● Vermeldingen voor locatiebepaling
%%

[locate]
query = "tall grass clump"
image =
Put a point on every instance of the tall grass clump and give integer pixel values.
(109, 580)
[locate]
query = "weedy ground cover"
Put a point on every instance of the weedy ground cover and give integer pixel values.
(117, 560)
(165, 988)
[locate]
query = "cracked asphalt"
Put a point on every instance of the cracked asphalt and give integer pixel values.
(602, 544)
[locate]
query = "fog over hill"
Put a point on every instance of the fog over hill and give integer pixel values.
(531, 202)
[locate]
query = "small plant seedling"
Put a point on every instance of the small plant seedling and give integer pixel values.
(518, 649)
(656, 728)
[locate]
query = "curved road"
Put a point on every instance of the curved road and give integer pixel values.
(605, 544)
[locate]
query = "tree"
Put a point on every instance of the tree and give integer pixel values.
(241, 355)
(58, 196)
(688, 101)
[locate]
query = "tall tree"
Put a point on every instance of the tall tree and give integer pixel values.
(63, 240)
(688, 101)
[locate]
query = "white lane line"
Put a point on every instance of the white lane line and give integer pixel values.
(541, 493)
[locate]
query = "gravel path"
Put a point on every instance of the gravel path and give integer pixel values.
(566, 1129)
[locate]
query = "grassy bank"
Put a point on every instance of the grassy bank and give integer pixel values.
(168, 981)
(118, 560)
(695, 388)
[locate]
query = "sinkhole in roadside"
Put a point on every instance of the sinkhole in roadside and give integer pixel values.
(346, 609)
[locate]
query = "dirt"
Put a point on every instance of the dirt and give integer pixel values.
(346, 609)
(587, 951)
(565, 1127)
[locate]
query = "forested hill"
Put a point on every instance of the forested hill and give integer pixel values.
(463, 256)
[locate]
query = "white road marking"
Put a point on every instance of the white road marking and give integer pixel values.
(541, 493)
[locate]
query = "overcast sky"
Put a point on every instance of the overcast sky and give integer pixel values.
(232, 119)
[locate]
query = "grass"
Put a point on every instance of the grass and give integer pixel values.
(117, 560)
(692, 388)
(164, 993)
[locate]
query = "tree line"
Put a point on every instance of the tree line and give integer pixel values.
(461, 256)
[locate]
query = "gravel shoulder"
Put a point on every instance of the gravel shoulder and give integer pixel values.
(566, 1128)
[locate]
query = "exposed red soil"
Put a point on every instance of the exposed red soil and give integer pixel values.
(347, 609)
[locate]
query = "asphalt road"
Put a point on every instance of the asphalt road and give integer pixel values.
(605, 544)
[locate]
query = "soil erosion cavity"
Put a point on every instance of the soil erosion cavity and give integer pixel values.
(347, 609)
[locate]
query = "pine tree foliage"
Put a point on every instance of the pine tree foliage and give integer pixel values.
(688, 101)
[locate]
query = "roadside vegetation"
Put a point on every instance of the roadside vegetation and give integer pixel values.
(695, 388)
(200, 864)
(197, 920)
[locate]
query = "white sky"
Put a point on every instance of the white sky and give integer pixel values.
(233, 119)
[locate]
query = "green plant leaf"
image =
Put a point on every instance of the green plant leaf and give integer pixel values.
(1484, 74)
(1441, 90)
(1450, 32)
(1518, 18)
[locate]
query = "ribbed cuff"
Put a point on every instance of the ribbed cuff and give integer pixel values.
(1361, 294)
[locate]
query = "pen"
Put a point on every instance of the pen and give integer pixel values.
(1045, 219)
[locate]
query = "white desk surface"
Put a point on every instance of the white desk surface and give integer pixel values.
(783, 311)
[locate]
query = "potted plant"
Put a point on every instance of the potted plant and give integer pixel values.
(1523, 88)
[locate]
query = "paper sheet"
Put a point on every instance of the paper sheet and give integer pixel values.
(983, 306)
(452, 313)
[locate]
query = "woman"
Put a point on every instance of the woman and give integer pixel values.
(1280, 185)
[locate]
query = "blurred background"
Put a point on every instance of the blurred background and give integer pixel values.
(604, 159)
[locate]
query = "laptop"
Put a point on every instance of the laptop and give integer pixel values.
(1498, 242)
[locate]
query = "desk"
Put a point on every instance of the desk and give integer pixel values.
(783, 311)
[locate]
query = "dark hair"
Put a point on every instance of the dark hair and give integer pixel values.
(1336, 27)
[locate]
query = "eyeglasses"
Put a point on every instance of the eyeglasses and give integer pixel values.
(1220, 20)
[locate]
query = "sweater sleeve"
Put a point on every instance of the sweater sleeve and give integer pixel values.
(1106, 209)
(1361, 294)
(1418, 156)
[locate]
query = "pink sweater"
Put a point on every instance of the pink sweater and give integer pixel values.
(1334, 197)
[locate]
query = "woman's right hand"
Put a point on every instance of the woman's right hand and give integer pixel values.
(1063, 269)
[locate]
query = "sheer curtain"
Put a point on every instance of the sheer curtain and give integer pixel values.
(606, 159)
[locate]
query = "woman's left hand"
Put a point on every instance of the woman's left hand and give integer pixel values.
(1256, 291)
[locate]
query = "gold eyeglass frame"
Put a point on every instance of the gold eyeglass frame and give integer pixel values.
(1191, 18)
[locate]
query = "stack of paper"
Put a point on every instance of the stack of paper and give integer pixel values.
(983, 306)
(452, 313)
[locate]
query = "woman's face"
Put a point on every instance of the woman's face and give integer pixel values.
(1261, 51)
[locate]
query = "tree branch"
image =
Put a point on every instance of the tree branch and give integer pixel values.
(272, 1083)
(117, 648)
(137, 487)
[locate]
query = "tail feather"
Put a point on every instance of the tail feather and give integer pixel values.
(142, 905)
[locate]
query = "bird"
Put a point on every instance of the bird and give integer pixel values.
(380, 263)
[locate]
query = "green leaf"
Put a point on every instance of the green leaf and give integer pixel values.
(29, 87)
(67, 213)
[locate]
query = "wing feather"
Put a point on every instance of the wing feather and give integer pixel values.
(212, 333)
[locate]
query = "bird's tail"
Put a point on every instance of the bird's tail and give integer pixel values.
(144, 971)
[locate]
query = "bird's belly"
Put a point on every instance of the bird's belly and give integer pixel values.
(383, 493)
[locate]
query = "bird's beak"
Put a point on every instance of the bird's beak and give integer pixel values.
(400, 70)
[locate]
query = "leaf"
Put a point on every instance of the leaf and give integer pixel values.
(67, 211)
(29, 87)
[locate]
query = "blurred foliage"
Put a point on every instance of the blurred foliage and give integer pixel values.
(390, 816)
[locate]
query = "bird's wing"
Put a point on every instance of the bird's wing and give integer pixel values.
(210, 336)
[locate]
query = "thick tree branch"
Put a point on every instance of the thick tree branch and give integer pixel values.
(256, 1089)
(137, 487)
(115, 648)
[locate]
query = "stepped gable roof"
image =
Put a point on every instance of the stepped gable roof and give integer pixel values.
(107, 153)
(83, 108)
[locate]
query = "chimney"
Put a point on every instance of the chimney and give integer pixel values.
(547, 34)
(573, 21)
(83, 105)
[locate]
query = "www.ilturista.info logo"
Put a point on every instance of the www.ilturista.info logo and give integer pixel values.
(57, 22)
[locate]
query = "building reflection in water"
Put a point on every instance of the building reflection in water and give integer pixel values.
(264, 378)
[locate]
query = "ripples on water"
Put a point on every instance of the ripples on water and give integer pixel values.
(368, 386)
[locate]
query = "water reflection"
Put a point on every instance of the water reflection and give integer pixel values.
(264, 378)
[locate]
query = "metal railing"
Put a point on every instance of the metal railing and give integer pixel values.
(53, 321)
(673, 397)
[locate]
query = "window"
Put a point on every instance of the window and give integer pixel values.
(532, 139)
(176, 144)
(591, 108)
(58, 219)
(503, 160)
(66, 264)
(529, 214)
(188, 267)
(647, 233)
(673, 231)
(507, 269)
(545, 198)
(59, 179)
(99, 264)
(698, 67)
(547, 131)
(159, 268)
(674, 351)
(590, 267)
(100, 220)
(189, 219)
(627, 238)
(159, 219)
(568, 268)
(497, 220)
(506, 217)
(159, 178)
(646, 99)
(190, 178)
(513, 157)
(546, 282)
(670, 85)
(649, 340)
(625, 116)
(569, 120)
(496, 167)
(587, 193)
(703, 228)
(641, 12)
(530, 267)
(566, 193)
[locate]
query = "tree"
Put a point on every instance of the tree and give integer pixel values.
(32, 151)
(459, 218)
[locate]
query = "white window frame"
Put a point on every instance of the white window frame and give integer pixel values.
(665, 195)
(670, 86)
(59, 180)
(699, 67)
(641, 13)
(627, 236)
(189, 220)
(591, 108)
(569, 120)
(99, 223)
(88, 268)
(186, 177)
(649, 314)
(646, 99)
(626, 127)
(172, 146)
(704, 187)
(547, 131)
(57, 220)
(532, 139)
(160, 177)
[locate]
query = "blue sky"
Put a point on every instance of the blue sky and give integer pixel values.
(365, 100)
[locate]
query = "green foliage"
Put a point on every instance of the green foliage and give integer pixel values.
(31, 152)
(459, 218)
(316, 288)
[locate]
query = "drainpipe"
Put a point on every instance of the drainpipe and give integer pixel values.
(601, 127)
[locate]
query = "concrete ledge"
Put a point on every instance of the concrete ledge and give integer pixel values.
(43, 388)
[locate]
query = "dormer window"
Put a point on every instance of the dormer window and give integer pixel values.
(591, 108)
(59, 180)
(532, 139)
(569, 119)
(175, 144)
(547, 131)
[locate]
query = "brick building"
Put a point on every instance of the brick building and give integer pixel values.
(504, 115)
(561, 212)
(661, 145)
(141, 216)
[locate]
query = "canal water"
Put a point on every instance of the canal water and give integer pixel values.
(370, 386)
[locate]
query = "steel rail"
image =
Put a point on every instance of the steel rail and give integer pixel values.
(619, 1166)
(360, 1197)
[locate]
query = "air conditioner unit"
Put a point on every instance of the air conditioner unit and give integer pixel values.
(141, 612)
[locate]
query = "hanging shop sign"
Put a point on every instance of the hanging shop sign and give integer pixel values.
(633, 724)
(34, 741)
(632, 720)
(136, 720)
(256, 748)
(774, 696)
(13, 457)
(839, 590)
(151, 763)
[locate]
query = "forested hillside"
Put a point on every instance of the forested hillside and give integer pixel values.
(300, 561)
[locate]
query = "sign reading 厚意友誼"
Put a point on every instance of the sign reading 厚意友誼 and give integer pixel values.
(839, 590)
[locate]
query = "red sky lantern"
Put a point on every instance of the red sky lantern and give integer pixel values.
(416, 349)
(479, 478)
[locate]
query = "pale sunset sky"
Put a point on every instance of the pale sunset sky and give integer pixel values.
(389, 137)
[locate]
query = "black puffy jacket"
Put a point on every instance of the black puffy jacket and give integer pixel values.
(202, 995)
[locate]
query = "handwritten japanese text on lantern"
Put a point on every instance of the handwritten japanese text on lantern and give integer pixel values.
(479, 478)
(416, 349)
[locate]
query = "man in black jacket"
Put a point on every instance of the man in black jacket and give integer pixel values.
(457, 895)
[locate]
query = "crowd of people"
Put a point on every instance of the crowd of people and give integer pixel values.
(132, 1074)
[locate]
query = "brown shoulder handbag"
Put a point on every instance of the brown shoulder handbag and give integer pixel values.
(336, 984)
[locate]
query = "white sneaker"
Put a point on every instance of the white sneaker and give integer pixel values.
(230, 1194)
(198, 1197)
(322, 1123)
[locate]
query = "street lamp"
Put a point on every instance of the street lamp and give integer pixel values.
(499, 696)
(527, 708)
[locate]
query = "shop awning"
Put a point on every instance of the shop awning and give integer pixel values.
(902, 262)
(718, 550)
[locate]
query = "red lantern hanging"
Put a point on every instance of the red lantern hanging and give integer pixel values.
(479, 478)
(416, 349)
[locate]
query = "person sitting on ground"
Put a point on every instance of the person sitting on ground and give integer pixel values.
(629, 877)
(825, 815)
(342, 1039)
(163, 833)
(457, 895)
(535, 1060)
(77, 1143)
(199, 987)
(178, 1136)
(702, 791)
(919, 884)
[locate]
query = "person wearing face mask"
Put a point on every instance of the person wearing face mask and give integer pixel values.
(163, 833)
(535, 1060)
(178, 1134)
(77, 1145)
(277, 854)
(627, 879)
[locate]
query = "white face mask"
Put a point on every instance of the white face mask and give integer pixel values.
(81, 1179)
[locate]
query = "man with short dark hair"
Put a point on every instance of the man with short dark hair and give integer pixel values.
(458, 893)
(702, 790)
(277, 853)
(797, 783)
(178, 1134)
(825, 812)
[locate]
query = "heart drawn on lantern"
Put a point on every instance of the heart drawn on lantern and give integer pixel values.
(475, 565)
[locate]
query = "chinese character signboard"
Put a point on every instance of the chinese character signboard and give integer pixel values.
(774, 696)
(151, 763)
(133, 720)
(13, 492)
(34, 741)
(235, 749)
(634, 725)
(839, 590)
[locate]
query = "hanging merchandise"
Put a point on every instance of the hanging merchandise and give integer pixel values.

%%

● DE OPDRACHT
Haal alsjeblieft elke regel uit de vermeldingen hierboven die de tekenreeks "background" bevat. Hoofdletters en kleine letters tellen mee.

● VOLLEDIG ANTWOORD
query = "blurred background"
Put a point on every instance of the blurred background and give integer pixel values.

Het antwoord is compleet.